Work to complete
Reproduce the rows between the line containing "contains wooden roof" and the line containing "0, 61, 50, 164", inclusive, character for character. Leave the pictures out of your copy.

Given data
▶
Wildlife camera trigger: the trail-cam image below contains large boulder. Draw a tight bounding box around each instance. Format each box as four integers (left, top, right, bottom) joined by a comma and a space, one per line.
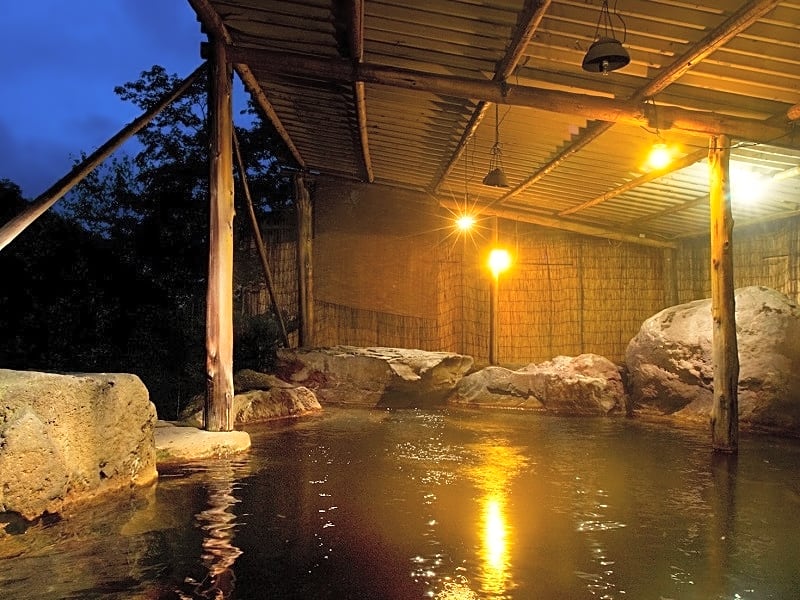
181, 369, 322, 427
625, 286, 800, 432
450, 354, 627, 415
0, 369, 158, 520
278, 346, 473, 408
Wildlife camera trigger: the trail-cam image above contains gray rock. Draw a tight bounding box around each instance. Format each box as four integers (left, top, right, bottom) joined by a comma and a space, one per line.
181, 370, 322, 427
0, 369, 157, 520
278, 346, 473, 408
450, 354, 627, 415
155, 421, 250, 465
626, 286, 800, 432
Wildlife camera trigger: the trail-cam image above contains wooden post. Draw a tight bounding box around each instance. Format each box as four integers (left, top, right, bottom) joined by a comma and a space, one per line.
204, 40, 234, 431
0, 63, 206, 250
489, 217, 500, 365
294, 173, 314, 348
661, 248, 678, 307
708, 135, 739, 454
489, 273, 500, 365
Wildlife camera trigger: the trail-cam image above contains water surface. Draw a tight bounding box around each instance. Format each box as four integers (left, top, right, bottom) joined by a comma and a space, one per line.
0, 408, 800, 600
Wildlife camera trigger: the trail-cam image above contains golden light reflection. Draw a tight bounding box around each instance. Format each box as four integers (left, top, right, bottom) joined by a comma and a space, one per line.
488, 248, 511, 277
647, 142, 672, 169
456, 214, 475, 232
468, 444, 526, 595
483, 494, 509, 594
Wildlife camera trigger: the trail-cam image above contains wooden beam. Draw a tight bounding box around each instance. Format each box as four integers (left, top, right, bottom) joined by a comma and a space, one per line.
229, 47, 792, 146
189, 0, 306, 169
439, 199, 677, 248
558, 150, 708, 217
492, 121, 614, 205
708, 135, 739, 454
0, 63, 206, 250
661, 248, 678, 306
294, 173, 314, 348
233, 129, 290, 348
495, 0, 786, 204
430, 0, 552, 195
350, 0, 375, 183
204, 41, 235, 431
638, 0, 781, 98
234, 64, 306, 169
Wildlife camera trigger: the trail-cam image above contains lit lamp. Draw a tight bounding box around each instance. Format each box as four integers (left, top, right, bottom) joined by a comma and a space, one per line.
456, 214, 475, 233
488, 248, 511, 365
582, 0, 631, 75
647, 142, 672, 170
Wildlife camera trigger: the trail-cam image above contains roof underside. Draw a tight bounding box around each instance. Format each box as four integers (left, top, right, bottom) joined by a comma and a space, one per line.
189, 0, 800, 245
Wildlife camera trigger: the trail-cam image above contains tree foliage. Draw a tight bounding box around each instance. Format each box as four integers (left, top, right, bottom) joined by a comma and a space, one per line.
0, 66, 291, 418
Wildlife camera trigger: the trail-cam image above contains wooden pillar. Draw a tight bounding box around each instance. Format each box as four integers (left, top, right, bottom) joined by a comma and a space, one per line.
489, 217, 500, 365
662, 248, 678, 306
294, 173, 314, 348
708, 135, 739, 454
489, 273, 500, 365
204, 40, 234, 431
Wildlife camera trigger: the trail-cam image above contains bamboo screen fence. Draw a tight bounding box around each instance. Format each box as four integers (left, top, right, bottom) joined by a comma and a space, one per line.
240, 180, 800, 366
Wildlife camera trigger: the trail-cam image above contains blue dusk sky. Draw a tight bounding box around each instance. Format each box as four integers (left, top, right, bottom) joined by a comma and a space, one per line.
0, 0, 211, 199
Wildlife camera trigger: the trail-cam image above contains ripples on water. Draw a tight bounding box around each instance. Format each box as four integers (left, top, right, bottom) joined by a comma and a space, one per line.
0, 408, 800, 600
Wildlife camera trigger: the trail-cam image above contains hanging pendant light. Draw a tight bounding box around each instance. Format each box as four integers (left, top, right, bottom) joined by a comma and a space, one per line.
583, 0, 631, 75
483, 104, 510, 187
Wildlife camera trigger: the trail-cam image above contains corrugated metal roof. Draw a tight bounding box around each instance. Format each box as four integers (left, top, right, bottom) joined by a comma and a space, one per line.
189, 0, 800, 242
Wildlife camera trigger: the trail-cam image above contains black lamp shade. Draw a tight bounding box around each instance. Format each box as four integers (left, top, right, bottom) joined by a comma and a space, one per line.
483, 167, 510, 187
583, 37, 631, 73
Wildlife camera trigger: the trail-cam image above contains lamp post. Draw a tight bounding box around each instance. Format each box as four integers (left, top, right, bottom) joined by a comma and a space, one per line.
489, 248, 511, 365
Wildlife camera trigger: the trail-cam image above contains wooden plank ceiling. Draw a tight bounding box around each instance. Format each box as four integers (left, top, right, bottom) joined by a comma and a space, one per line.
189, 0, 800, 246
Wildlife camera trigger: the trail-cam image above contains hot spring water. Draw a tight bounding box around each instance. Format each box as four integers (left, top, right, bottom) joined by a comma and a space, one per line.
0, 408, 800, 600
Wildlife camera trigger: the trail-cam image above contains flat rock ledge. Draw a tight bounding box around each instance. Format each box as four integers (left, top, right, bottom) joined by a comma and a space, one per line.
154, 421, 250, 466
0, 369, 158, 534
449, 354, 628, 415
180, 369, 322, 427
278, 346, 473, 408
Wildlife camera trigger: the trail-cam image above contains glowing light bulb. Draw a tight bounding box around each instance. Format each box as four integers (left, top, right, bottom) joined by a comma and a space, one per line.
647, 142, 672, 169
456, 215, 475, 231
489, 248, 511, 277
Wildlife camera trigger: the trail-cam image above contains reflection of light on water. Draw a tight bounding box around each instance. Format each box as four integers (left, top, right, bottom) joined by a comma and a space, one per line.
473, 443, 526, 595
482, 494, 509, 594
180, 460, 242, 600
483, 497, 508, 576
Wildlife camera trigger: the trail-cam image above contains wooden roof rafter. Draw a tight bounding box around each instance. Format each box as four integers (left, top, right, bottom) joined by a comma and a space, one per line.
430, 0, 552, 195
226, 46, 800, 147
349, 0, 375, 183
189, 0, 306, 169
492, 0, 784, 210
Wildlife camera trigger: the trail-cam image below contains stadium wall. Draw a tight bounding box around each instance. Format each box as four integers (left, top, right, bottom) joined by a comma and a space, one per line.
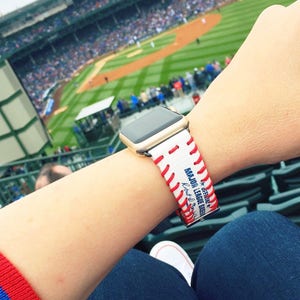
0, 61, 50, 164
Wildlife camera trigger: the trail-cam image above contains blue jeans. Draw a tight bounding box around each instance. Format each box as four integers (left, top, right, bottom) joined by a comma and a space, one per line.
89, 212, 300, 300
◀
Response for this exercise
Wildlife camera trigger: the trail-cam image above contains wooden roof rafter. Draw a tight bounding box around each instance. Format each box as four integers (left, top, right, bottom) joined by a comma and a space, one per line.
430, 0, 552, 195
226, 46, 800, 147
349, 0, 375, 183
189, 0, 306, 169
492, 0, 784, 210
Wildlife camera trigger: the trail-cam image below contains stadium wall. Draw a tight bounding box around each instance. Format each box as four integers (left, top, right, bottom) joined by a comma and a space, one per line.
0, 61, 50, 164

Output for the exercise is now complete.